## Required work
#1 In the post on solar power's energy return, what ERoEI do Ferroni and Hopkirk estimate for solar PV systems at temperate latitudes?
#2 From the post on solar power's energy return, copy the passage from "Originally posted by" up to and including "up your mind….".

## Excerpt
►

Originally posted by Euan Mearns on his blog Energy Matters, this study makes Pedro Prieto’s look very good….. the differences in ERoEI between the two studies must be a function of the difference in latitude between Spain and the UK, and even possibly by the fact that as the ERoEI of fossil fuels drops like a stone, the ERoEI of renewables must follow suit, as they rely entirely on the former. Is Mearns a fan of nuclear power? You make up your mind….
As Fort McMurray burns, and its smoke plume reaches the East coast of the USA, it’s occurred to me that the inevitable efforts and energy required to rebuild it once the fire is out (IF, that is, it doesn’t reach the tar sands and sets them alight…), should be included in the ERoEI of fossil fuels. Whilst it’s impossible to say Climate Change caused the fire in Alberta Canada, it’s impossible to not make the connection that the only reason it was over 20°C when the fire started was entirely down to the jetstream going haywire because of the arctic melt…… in fact, the energy spent rebuilding destroyed infrastructure caused by Climate Change anywhere should now be included in the ERoEI of fossil fuels….
A new study by Ferroni and Hopkirk  estimates the ERoEI of temperate latitude solar photovoltaic (PV) systems to be 0.83. If correct, that means more energy is used to make the PV panels than will ever be recovered from them during their 25 year lifetime. A PV panel will produce more CO2 than if coal were simply used directly to make electricity. Worse than that, all the CO2 from PV production is in the atmosphere today, while burning coal to make electricity, the emissions would be spread over the 25 year period. The image shows the true green credentials of solar PV where industrial wastelands have been created in China so that Europeans can make believe they are reducing CO2 emissions (image credit Business Insider).
I have been asked to write a post reviewing the concept of energy return on energy invested (ER0EI) and as a first step in that direction I sent an email to my State-side friends Charlie Hall, Nate Hagens and David Murphy asking that they send me recent literature. The first paper I read was by Ferruccio Ferroni and Robert J. Hopkirk titled Energy Return on Energy Invested (ERoEI) for photovoltaic solar systems in regions of moderate insolation  and the findings are so stunning that I felt compelled to write this post immediately.

◄

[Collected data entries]
►

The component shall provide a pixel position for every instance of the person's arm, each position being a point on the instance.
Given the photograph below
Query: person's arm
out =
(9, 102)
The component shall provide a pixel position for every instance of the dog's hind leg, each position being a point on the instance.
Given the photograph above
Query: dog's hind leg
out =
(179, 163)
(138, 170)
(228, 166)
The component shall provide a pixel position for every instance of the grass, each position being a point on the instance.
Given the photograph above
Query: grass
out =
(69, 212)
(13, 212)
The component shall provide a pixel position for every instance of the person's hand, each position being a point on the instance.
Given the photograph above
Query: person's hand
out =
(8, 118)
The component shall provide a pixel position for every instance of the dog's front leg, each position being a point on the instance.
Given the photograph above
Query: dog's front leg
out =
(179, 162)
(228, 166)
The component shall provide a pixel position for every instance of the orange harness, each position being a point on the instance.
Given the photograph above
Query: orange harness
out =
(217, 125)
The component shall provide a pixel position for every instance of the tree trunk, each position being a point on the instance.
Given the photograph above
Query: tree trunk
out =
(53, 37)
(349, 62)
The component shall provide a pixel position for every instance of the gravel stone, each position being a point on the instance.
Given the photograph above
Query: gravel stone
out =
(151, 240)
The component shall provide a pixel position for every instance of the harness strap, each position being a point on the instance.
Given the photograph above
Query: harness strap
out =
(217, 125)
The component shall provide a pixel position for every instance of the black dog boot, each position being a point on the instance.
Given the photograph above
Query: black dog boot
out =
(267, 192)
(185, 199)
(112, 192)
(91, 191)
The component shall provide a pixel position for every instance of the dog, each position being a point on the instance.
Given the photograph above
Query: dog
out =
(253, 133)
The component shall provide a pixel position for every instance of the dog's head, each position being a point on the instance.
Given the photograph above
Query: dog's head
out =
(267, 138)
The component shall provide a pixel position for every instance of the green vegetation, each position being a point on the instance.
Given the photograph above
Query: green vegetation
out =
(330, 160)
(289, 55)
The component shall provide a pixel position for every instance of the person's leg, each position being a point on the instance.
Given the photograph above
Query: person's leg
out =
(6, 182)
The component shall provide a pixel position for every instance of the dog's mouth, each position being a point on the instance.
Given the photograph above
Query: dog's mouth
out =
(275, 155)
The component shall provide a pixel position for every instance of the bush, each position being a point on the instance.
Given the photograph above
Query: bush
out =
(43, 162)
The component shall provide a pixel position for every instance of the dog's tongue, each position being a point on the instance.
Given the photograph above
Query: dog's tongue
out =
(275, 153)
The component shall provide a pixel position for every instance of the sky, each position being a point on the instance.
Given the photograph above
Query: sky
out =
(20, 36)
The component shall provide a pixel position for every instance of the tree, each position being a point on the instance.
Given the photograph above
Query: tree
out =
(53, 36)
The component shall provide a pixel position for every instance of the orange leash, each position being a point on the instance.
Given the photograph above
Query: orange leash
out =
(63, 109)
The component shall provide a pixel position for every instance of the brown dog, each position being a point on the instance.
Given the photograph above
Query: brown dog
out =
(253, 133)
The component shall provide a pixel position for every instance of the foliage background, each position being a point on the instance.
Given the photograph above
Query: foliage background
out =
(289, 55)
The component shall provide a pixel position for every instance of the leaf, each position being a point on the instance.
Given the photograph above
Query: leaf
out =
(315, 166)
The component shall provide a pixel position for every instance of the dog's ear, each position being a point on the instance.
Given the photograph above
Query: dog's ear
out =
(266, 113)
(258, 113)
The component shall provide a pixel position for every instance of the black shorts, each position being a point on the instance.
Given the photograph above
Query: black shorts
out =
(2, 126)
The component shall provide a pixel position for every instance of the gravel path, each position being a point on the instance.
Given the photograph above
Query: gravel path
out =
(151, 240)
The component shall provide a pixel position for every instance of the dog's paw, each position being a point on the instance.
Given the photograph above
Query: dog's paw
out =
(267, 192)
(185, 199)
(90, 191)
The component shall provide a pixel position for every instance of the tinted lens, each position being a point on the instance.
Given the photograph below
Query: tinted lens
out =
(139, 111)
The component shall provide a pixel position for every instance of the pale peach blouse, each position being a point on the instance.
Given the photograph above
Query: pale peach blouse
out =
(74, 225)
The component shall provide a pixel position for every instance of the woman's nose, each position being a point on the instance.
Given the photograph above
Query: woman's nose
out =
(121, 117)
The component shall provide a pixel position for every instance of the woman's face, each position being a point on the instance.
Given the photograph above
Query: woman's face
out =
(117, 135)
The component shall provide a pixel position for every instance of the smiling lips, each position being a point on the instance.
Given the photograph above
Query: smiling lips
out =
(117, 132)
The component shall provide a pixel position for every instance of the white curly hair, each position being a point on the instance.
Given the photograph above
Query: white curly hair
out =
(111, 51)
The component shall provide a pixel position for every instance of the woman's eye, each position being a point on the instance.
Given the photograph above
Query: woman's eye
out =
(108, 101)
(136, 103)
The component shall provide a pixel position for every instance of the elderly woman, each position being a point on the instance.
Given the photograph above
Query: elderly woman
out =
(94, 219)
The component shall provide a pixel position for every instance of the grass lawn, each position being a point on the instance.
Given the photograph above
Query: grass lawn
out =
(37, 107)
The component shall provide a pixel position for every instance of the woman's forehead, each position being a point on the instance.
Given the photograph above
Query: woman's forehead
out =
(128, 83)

◄

## Answers by item
#1 0.83

#2
Originally posted by Euan Mearns on his blog Energy Matters, this study makes Pedro Prieto’s look very good….. the differences in ERoEI between the two studies must be a function of the difference in latitude between Spain and the UK, and even possibly by the fact that as the ERoEI of fossil fuels drops like a stone, the ERoEI of renewables must follow suit, as they rely entirely on the former. Is Mearns a fan of nuclear power? You make up your mind….